Task brief:
Report every line of the listing that contains the word "striped", copying each such line in full.

-- begin Records provided --

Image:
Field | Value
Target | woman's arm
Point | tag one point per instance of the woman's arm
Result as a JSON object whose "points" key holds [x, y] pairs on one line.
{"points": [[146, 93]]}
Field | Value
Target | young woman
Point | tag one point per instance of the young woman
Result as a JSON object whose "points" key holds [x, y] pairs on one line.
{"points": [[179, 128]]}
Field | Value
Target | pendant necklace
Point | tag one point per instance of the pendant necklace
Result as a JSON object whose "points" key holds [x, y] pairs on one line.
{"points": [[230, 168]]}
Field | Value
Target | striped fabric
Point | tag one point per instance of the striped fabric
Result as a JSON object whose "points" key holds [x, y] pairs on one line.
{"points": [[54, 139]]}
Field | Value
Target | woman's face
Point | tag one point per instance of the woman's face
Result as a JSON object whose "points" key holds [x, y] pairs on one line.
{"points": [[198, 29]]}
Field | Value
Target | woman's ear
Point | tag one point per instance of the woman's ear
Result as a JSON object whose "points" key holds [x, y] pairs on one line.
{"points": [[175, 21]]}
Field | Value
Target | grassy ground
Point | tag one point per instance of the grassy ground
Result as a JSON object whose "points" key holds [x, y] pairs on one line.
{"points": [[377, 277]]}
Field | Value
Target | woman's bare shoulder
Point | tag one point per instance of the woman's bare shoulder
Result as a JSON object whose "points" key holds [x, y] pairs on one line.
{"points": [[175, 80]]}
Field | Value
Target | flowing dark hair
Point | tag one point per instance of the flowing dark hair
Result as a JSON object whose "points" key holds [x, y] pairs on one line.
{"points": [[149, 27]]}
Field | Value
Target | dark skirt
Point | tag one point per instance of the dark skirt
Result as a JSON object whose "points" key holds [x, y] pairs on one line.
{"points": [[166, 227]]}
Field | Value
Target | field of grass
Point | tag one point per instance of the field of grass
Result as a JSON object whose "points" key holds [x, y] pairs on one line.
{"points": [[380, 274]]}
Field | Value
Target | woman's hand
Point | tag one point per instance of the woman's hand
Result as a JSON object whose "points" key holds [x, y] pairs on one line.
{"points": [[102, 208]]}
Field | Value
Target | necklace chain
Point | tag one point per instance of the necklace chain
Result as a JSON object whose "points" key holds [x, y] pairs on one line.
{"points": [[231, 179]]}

-- end Records provided --

Full output:
Target | striped fabric
Point | tag one point per instance of the striped fabric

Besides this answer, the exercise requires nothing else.